* [REQUIRED ACTION]: Only the lines from the one containing "output_spec: left=<int>, top=<int>, right=<int>, bottom=<int>" through the final line of the entries below are wanted, each copied exactly.

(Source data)
* * * * *

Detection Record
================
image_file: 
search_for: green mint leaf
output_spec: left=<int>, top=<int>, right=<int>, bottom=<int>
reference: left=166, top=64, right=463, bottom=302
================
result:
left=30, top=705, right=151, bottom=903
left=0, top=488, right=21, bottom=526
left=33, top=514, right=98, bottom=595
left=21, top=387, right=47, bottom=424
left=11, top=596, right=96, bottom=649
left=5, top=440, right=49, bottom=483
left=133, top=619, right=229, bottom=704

* * * * *

* [WRITTEN RESPONSE]:
output_spec: left=<int>, top=<int>, right=<int>, bottom=<int>
reference: left=166, top=64, right=463, bottom=302
================
result:
left=30, top=705, right=151, bottom=903
left=0, top=488, right=21, bottom=526
left=33, top=514, right=98, bottom=595
left=21, top=387, right=47, bottom=424
left=11, top=596, right=96, bottom=649
left=5, top=440, right=49, bottom=483
left=133, top=619, right=229, bottom=704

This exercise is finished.